Without altering anything, repeat each of the records.

■ RECORDS FOR THE TASK
◇ ◇ ◇ ◇ ◇
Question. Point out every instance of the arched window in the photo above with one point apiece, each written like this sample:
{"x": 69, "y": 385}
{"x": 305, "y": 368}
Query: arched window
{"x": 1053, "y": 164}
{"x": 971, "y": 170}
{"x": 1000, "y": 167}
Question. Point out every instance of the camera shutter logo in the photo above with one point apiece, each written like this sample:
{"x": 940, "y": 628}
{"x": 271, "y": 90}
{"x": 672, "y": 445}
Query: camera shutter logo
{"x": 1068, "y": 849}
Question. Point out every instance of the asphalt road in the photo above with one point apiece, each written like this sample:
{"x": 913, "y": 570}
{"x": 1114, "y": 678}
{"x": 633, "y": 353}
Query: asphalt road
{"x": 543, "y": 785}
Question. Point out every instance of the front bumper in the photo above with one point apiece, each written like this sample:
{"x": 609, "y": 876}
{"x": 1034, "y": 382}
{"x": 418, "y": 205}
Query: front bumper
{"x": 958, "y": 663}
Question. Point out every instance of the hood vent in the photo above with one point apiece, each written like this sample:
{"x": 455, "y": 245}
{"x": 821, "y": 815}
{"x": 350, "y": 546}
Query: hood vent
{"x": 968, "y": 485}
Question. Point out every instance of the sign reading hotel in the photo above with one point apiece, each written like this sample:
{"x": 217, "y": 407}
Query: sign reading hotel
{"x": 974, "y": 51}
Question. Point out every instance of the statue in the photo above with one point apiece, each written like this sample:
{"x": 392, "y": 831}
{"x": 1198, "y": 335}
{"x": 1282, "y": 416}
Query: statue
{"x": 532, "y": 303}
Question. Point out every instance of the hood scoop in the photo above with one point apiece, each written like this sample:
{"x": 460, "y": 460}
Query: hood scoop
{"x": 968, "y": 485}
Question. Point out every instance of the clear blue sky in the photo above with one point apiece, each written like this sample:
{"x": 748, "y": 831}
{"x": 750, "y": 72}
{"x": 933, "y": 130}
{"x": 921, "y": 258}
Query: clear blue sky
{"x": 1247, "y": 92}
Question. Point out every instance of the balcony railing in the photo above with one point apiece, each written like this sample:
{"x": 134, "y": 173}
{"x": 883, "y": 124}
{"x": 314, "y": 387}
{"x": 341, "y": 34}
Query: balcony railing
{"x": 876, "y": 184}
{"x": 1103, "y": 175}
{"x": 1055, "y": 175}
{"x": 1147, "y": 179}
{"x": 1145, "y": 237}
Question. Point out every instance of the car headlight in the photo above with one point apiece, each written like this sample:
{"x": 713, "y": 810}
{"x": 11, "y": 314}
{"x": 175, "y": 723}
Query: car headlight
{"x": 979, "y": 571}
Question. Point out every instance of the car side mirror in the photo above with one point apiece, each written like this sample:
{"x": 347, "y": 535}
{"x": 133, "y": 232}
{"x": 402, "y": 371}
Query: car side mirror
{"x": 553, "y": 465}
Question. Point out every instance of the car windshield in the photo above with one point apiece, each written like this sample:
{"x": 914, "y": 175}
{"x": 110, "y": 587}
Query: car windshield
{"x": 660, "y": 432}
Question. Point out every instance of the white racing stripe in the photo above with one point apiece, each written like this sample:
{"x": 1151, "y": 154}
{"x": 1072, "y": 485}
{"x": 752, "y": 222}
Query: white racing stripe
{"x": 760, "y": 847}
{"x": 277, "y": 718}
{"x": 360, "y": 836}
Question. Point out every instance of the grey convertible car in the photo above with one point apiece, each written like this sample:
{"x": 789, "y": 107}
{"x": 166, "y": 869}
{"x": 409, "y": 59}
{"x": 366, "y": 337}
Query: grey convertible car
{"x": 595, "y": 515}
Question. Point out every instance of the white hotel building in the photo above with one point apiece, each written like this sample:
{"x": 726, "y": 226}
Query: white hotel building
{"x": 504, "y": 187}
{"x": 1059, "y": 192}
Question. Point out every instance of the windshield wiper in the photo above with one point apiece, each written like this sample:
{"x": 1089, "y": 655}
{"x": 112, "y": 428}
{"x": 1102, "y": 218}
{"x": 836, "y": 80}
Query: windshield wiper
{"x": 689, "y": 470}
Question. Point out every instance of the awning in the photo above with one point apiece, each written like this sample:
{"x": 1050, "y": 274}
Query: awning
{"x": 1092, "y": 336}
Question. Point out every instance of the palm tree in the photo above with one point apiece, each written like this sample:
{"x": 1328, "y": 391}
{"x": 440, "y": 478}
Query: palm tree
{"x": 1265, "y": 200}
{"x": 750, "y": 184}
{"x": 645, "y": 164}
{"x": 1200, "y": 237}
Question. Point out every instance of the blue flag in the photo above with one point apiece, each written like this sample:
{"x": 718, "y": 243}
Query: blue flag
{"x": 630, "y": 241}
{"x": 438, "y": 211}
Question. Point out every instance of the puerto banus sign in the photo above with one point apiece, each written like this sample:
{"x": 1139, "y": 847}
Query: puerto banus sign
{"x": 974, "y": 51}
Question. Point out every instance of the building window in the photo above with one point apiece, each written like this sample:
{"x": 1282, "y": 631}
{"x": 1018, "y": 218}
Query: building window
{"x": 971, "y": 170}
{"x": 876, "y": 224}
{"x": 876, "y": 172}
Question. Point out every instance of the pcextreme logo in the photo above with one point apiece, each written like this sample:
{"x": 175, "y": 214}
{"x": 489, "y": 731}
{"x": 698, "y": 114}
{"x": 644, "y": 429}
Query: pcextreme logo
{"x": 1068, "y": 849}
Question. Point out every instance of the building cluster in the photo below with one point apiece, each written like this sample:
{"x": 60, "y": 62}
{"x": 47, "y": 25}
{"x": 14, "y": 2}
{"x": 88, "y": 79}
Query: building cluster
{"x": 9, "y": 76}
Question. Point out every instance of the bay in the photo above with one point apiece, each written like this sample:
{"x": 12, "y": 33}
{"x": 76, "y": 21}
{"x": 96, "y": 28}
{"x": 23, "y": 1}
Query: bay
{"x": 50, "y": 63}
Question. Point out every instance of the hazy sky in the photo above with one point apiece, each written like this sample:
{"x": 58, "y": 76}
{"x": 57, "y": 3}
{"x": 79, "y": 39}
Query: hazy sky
◇ ◇ ◇ ◇ ◇
■ PROBLEM SOLUTION
Question. Point out every instance of the arched window in the photo above with one point apiece, each written like this sample:
{"x": 69, "y": 385}
{"x": 305, "y": 368}
Query: arched window
{"x": 1053, "y": 164}
{"x": 971, "y": 170}
{"x": 1000, "y": 167}
Question. Point out every instance of the camera shutter logo in the photo above with one point apiece, each written like this sample:
{"x": 940, "y": 628}
{"x": 271, "y": 90}
{"x": 672, "y": 445}
Query: camera shutter logo
{"x": 1068, "y": 849}
Question. Point out every instance of the asphalt road in the photo above with one point apiece, each written like this sample:
{"x": 913, "y": 570}
{"x": 1114, "y": 678}
{"x": 633, "y": 353}
Query: asphalt road
{"x": 543, "y": 785}
Question. Point out every instance of the front bumper in the photo above with one point apiece, each written like this sample:
{"x": 609, "y": 876}
{"x": 1034, "y": 382}
{"x": 418, "y": 205}
Query: front bumper
{"x": 958, "y": 663}
Question. Point out every instance of the hood vent in the photo above with one point apiece, each written like this sample:
{"x": 455, "y": 245}
{"x": 821, "y": 815}
{"x": 350, "y": 546}
Query: hood vent
{"x": 968, "y": 485}
Question. Point out every instance of the sign reading hotel in the photo above with one point apiece, each written like this sample:
{"x": 217, "y": 407}
Query: sign reading hotel
{"x": 974, "y": 51}
Question. Point out every instance of the statue in the photo above with one point apiece, each written like this sample:
{"x": 392, "y": 831}
{"x": 1198, "y": 335}
{"x": 1282, "y": 416}
Query: statue
{"x": 532, "y": 303}
Question. Point out every instance of the hood scoop in the photo above with one point apiece, each written like this sample:
{"x": 460, "y": 460}
Query: hood scoop
{"x": 968, "y": 485}
Question. Point out every instance of the clear blue sky in the photo above with one point apiece, each written like this sample:
{"x": 748, "y": 831}
{"x": 750, "y": 72}
{"x": 933, "y": 130}
{"x": 921, "y": 258}
Query: clear blue sky
{"x": 1247, "y": 92}
Question. Point out every instance of the balcony railing in the photo above with one point apiece, each written like this sample:
{"x": 134, "y": 173}
{"x": 883, "y": 124}
{"x": 314, "y": 387}
{"x": 341, "y": 34}
Query: balcony railing
{"x": 876, "y": 184}
{"x": 1103, "y": 175}
{"x": 1055, "y": 175}
{"x": 1147, "y": 179}
{"x": 1145, "y": 237}
Question. Point out every instance of the car headlight in the photo above with one point apiece, each written like this sample:
{"x": 713, "y": 810}
{"x": 11, "y": 314}
{"x": 175, "y": 723}
Query: car headlight
{"x": 979, "y": 571}
Question. Point out every instance of the car side mirror in the photo above with one point apiece, each written like this sample:
{"x": 347, "y": 535}
{"x": 133, "y": 232}
{"x": 402, "y": 371}
Query: car side mirror
{"x": 553, "y": 465}
Question. Point out every instance of the car windshield in the photo above with one point apiece, each written like this sample:
{"x": 914, "y": 175}
{"x": 110, "y": 587}
Query: car windshield
{"x": 660, "y": 432}
Question. Point out every instance of the white racing stripe in the photo above with one point apiece, each written like this sample:
{"x": 1151, "y": 154}
{"x": 1072, "y": 485}
{"x": 752, "y": 222}
Query: white racing stripe
{"x": 760, "y": 847}
{"x": 277, "y": 718}
{"x": 360, "y": 836}
Question. Point out every instance of the grey convertible car in the photo above with one point apiece, each written like this sample:
{"x": 789, "y": 107}
{"x": 166, "y": 869}
{"x": 409, "y": 59}
{"x": 366, "y": 337}
Query: grey convertible car
{"x": 595, "y": 515}
Question. Point out every instance of the white hotel building in the photo above with one point apiece, each written like this sample:
{"x": 726, "y": 226}
Query: white hotel building
{"x": 504, "y": 187}
{"x": 1059, "y": 192}
Question. Point out every instance of the windshield wiper in the photo above with one point apiece, each written like this sample:
{"x": 1089, "y": 655}
{"x": 112, "y": 428}
{"x": 1102, "y": 218}
{"x": 836, "y": 80}
Query: windshield wiper
{"x": 689, "y": 470}
Question. Point out every instance of the awning in the photo above with one point apiece, each written like this sample:
{"x": 1050, "y": 274}
Query: awning
{"x": 1092, "y": 336}
Question. Point out every instance of the palm tree in the photo above with one point apiece, each written like this sample:
{"x": 1328, "y": 391}
{"x": 440, "y": 478}
Query: palm tree
{"x": 1265, "y": 200}
{"x": 750, "y": 184}
{"x": 645, "y": 164}
{"x": 1200, "y": 237}
Question. Point out every instance of the blue flag in the photo above with one point apiece, each written like this sample:
{"x": 718, "y": 243}
Query: blue flag
{"x": 630, "y": 241}
{"x": 438, "y": 211}
Question. Point out every instance of the puerto banus sign in the photo above with one point apiece, each written like this sample:
{"x": 1139, "y": 847}
Query: puerto banus sign
{"x": 974, "y": 51}
Question. Point out every instance of the building window in the photo above with one point apiece, each written like this sample:
{"x": 1282, "y": 631}
{"x": 1018, "y": 218}
Query: building window
{"x": 971, "y": 170}
{"x": 876, "y": 224}
{"x": 876, "y": 172}
Question. Point out every instance of the pcextreme logo in the photo above with one point apiece, each written like this sample:
{"x": 175, "y": 214}
{"x": 489, "y": 731}
{"x": 698, "y": 114}
{"x": 644, "y": 429}
Query: pcextreme logo
{"x": 1068, "y": 849}
Question. Point out every instance of the building cluster in the photo below with one point apiece, each written like this sample:
{"x": 60, "y": 62}
{"x": 47, "y": 25}
{"x": 14, "y": 2}
{"x": 88, "y": 79}
Query: building cluster
{"x": 9, "y": 76}
Question. Point out every instance of the bay in the photo above with one point apiece, each written like this sample:
{"x": 12, "y": 33}
{"x": 76, "y": 21}
{"x": 96, "y": 28}
{"x": 23, "y": 1}
Query: bay
{"x": 50, "y": 63}
Question. Point out every instance of the hazy sky in the photo above with one point apiece, each written like this sample:
{"x": 58, "y": 76}
{"x": 57, "y": 3}
{"x": 79, "y": 39}
Query: hazy sky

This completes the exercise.